**Texto fornecido**
Descontentamento ou desinformação? O dilema do voto algarvio

O Algarve é conhecido como a terra das férias, das praias de água quente, do sol e do mar. Mas essa imagem idílica esconde uma realidade bem diferente para quem cá vive: transportes públicos caóticos, listas de espera intermináveis nos hospitais, trabalho sazonal precário, imigração mal gerida, preços de habitação exorbitantes e condições de vida degradantes.
A tudo isto junta-se um sentimento crescente de insegurança. Mas talvez o mais revoltante seja ver que esta região só parece existir no calendário nacional durante três meses. No resto do ano desaparece mais depressa do que um turista alemão em setembro. Sendo ignorado, negligenciado e esquecido por quem decide em Lisboa. Para lá das praias e dos postais turísticos, vive-se uma realidade dura que quase ninguém quer ver.
Foi nesta zona de promessas esquecidas que se assistiu a um crescimento notório de partidos que manipulam com ideias extremistas. Um dia, foi a terra de uma esquerda sonhadora, que prometia um futuro mais justo e igualitário. Hoje, o que resta? Apenas o rancor que foi bem alimentado por promessas ocas, negligências cuidadosamente ignoradas e, acima de tudo, por uma voz que foi sendo silenciada com toda a gentileza institucional. Uma voz que, outrora, ergueu bandeiras e acreditou. Agora, carrega o peso de ter sido traída por quem jurou defendê-la.
Não é necessário ser um sociólogo para entender qual é a realidade social da população, uma grande parte dos jovens destina-se apenas acabar o secundário para depois poder ir entrar no mercado de trabalho, onde alguns acabam por dedicar-se atividades como: pesca, restauração, turismo ou a construção civil.

**Tarefa 1**
Altere os registos situados entre a linha que contém "Target: teal chair backrest" e o fim dos registos, inclusive, substituindo "one point per instance" por "a single point for each instance" e mantendo tudo o resto igual.

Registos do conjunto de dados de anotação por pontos
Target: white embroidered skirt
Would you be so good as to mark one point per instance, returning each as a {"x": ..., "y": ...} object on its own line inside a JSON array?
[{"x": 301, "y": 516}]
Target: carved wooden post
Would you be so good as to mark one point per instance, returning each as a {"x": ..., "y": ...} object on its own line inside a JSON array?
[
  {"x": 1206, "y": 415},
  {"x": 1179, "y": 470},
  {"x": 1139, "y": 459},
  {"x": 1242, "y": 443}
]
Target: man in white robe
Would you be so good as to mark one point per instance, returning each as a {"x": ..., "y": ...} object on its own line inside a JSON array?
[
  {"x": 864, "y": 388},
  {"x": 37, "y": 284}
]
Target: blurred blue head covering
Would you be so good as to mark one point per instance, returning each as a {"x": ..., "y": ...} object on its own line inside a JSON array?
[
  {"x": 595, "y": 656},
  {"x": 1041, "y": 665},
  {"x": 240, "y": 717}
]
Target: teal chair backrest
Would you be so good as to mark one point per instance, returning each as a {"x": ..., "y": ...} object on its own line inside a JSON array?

**Tarefa 2**
Com base no texto sobre o voto algarvio, explique a que se deve o rancor que, segundo o texto, hoje resta na região.

**Resposta esperada 1**
Target: teal chair backrest
Would you be so good as to mark a single point for each instance, returning each as a {"x": ..., "y": ...} object on its own line inside a JSON array?

**Resposta esperada 2**
Esse rancor foi alimentado por promessas ocas, por negligências cuidadosamente ignoradas e, acima de tudo, por uma voz que foi sendo silenciada com gentileza institucional. Essa voz, que outrora acreditou, carrega agora o peso de ter sido traída por quem jurou defendê-la.